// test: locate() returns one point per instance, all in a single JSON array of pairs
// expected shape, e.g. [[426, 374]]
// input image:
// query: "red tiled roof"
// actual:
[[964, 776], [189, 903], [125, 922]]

## STATED TASK
Return every line of the data above as a JSON list of strings, one string per line, with blank lines omitted.

## WRITTEN RESPONSE
[
  "// test: locate() returns one point per instance, all in a single JSON array of pairs",
  "// expected shape, e.g. [[426, 374]]",
  "// input image:",
  "// query: \"red tiled roof\"",
  "// actual:",
  "[[964, 776], [189, 903], [125, 922]]"
]